PROBLEM STATEMENT: Please list every line below that contains the word "small", matching case exactly.

DATA SHOWN:

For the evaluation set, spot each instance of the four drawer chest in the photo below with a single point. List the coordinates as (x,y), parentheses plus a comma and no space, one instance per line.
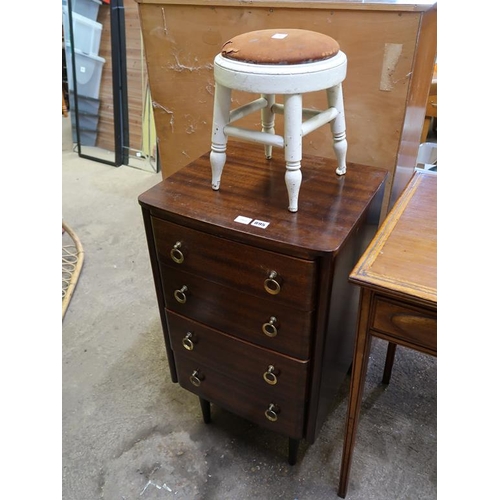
(257,311)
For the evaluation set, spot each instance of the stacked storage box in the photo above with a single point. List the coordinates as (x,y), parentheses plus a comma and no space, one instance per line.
(88,64)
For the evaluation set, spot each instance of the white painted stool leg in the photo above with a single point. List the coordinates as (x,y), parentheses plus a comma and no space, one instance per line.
(336,100)
(222,105)
(267,117)
(293,147)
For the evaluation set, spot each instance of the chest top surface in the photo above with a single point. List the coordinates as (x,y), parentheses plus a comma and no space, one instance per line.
(252,201)
(402,258)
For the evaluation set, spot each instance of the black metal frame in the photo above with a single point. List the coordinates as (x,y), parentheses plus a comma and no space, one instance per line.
(120,90)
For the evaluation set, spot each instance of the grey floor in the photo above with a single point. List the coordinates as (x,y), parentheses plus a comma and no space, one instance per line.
(129,433)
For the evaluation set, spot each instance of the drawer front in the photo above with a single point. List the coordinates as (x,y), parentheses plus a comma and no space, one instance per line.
(242,362)
(246,401)
(261,322)
(407,323)
(242,267)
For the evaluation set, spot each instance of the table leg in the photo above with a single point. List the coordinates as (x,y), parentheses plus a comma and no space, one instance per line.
(359,367)
(389,361)
(293,448)
(205,410)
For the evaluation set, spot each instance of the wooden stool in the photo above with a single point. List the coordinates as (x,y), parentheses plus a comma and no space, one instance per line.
(290,62)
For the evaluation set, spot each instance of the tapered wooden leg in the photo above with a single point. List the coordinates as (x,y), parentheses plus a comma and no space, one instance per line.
(222,104)
(359,367)
(336,100)
(293,449)
(293,148)
(389,361)
(205,410)
(267,117)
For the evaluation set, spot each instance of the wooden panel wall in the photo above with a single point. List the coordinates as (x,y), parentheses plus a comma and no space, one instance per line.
(381,46)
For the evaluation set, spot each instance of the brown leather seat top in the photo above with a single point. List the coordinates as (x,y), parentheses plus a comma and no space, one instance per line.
(280,46)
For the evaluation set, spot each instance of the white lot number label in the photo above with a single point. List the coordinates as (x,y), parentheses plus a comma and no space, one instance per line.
(248,220)
(260,223)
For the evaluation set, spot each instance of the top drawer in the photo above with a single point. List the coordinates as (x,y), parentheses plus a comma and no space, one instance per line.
(249,269)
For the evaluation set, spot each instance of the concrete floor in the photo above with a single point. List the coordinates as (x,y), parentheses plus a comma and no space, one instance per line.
(129,433)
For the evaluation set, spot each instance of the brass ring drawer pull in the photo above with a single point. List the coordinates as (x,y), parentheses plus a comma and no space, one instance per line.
(270,328)
(180,294)
(196,378)
(188,341)
(176,254)
(271,283)
(272,412)
(270,376)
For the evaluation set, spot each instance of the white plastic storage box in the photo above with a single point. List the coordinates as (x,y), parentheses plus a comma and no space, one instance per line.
(86,33)
(88,73)
(86,105)
(86,8)
(427,156)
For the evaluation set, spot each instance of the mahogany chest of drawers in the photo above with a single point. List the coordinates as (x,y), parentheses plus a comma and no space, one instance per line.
(258,315)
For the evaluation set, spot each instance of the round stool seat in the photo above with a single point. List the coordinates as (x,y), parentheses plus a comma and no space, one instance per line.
(286,62)
(275,46)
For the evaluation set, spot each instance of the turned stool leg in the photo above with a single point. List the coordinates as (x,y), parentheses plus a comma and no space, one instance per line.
(336,100)
(267,117)
(222,104)
(293,148)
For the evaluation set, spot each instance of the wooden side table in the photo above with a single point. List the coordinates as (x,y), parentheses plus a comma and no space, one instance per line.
(398,302)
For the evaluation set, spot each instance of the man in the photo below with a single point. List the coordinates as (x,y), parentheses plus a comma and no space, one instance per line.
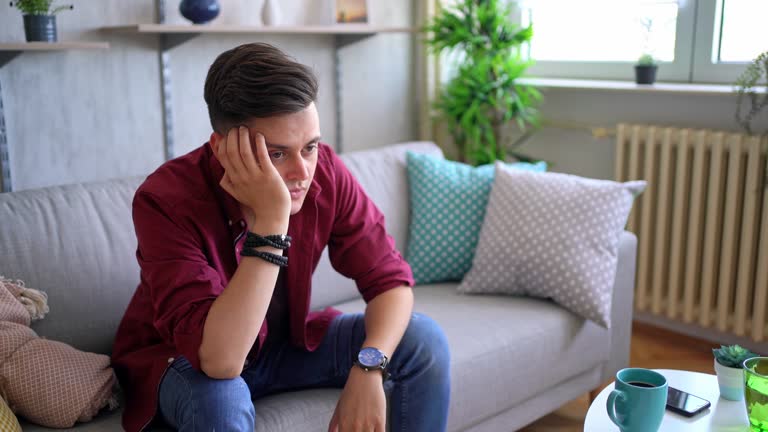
(218,319)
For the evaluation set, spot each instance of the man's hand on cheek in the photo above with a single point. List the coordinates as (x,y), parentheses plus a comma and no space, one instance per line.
(250,177)
(362,406)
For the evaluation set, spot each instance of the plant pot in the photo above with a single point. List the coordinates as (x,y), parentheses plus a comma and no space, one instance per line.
(731,382)
(199,11)
(645,74)
(40,28)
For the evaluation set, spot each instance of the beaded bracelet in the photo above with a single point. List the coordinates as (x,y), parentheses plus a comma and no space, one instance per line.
(278,260)
(277,241)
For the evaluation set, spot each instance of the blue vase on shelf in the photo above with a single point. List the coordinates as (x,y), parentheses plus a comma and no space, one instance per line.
(199,11)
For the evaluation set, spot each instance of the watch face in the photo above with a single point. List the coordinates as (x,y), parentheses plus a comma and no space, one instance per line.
(370,357)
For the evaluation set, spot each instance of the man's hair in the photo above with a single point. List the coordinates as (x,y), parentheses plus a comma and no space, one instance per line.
(256,80)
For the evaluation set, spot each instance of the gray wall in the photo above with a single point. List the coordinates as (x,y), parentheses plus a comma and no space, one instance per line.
(575,151)
(90,115)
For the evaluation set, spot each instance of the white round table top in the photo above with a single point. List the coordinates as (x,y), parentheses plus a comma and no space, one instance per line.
(722,416)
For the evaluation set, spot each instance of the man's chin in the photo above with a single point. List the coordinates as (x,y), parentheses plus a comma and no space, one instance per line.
(296,206)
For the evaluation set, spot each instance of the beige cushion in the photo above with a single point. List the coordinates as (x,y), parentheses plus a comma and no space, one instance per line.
(47,382)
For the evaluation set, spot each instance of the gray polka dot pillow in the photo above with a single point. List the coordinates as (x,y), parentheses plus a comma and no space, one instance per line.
(552,235)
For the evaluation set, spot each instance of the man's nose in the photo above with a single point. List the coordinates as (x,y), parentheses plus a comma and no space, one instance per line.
(298,169)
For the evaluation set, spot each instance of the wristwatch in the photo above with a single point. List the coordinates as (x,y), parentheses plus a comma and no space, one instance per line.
(370,358)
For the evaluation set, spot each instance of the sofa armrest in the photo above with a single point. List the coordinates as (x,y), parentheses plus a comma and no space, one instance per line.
(622,306)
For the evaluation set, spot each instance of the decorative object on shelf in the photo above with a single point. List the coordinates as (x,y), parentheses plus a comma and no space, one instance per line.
(270,13)
(40,19)
(199,11)
(754,77)
(484,99)
(351,11)
(729,363)
(645,69)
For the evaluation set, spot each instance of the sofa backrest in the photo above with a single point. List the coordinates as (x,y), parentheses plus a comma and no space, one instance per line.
(77,244)
(382,174)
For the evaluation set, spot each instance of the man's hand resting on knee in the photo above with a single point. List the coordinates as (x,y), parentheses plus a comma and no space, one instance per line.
(362,406)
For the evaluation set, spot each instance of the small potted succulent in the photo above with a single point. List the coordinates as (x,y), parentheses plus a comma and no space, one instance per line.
(40,18)
(729,361)
(645,69)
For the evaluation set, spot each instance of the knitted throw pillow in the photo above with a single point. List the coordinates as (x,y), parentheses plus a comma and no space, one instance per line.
(47,382)
(552,236)
(448,201)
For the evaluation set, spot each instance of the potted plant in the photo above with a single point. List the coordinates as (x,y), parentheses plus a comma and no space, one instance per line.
(729,361)
(754,77)
(484,97)
(40,19)
(645,69)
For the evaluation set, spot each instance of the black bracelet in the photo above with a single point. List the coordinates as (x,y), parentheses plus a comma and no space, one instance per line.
(277,241)
(278,260)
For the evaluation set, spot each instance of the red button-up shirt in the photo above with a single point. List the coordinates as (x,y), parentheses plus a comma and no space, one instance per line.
(190,232)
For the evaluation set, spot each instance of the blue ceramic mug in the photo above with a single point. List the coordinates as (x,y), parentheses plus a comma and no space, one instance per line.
(638,401)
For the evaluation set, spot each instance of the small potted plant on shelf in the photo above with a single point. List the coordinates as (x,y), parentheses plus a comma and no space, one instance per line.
(40,18)
(729,361)
(645,69)
(752,93)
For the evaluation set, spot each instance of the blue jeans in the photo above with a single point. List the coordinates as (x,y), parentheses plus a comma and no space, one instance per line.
(418,389)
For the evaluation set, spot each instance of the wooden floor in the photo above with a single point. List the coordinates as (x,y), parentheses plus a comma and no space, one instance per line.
(651,348)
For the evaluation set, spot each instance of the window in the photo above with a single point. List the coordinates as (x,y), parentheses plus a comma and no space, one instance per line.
(694,40)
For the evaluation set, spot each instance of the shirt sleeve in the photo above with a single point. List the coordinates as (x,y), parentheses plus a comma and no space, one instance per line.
(360,247)
(182,284)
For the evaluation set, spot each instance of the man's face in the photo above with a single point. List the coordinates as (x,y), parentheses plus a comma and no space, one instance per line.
(292,145)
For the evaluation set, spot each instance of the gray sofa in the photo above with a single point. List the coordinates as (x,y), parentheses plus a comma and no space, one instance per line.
(513,359)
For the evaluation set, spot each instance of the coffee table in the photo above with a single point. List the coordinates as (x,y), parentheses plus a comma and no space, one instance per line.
(722,416)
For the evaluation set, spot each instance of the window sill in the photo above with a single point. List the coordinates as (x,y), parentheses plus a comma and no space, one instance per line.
(629,86)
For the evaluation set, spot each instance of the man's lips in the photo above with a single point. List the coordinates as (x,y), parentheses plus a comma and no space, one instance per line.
(296,192)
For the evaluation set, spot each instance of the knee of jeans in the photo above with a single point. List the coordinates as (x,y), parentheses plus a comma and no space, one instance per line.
(228,398)
(427,339)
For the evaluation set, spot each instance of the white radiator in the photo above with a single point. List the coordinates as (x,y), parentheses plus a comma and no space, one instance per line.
(702,225)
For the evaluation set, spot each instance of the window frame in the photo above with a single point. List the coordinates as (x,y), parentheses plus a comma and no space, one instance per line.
(695,38)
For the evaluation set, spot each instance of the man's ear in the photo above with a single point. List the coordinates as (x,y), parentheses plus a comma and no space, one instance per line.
(215,141)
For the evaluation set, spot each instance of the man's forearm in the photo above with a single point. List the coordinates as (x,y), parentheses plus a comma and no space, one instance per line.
(236,316)
(386,318)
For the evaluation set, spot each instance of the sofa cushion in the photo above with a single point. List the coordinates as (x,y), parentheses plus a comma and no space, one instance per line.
(552,235)
(81,237)
(448,201)
(511,349)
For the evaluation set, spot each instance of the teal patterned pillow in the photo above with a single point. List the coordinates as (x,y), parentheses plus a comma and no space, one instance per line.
(448,201)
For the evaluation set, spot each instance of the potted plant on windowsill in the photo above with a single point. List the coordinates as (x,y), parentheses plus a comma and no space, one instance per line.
(40,19)
(752,93)
(645,69)
(729,361)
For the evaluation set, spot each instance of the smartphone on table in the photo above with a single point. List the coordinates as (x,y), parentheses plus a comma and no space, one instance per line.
(684,403)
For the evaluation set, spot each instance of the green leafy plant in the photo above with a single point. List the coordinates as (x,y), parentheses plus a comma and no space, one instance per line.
(484,96)
(646,60)
(39,7)
(732,355)
(754,77)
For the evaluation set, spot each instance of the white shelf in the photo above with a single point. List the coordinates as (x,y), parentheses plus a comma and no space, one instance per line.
(51,46)
(624,86)
(9,50)
(340,29)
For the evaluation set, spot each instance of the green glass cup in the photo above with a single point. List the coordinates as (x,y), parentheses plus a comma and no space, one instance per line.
(756,392)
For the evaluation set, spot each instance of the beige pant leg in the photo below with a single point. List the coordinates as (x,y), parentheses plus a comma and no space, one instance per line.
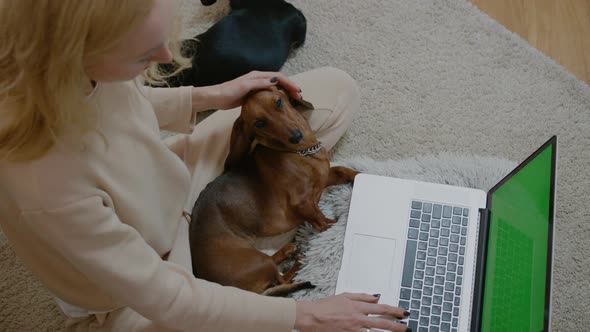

SOLUTION TO THIS TASK:
For the evaluation set, spot each instance of the small potted succulent in the photo above with a single point. List the coordinates as (x,y), parentheses plus a comma and no space, one instance per line.
For the evaluation set, spot each instance of the small potted plant on shelf in the photo above with a single point. List the coordinates as (x,y), parentheses plus a comma and no space, one instance per line.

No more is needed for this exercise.